- **Given text**:
Greg Pembroke’s son was having a meltdown in a museum. Over cheese. A piece of cheese, torn down the middle.
“My oldest son just started to wail in the middle of this museum,” he remembers. “I’m like, well this is so over the top. That stuff happens all the time when you’ve got a kid.”
The Rochester, N.Y., dad of two snapped a pic of his son’s tear-strewn face, posting it to Facebook in an album that became a blog that spawned a book.
The creator of the “Reasons My Son is Crying” Tumblr blog, which went viral this month, is now penning the book. Parents from all over the world flooded him with submissions of their bawling babies, from New Jersey kids tumbling out of a hammock to a Chinese baby upset with his Superman outfit.
“It’s really funny to have accidentally found something that everybody can relate to,” Pembroke says.
Posting pics can be a parenting coping mechanism, he says.
The 33-year-old dad told us about posting pictures as parenting therapy.
What was it like to have pictures of your kids go viral?
It was so crazy. After [it appeared on Reddit], it started to spread so quickly. … It’s a little weird because, it’s easy to say this now, but we are pretty private. That week on the MSN homepage, there was a picture of LeBron James, Margaret Thatcher and my 1-year-old. It was absolutely surreal to see. It’s a little overwhelming initially, but the feedback was so overwhelmingly positive. … I think someone has visited my blog from every country in the world, except maybe North Korea. You can’t win them all.

- **Input data**:
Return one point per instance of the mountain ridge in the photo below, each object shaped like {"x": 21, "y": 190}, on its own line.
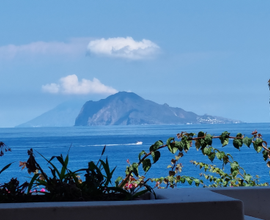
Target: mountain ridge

- **Required work**: Continue the interview with the creator of the "Reasons My Son is Crying" blog, picking up after its final sentence.

- **Reply to the exercise**:
Why do you think this has struck such a chord?
In general, the people that get it are people that have normal, healthy toddlers, who have been around kids. This is a phase they go through. It’s going to happen. …. Kids are going to cry. You can either pull your hair out, or you can say, “This is a little bit ridiculous.”
How has this helped you in your own parenting?
It really does help you see the humor side. This is a stage in childhood development, a stage in parenting. I know right now that I’m going to miss this when they’re out of it, and I think it’s a reminder to me to just kind of laugh about the insanity. It’s not always going to be this way. When they get older, they’re going to have problems that aren’t always as easily laughed off, and I think then I’m going to be a bit nostalgic.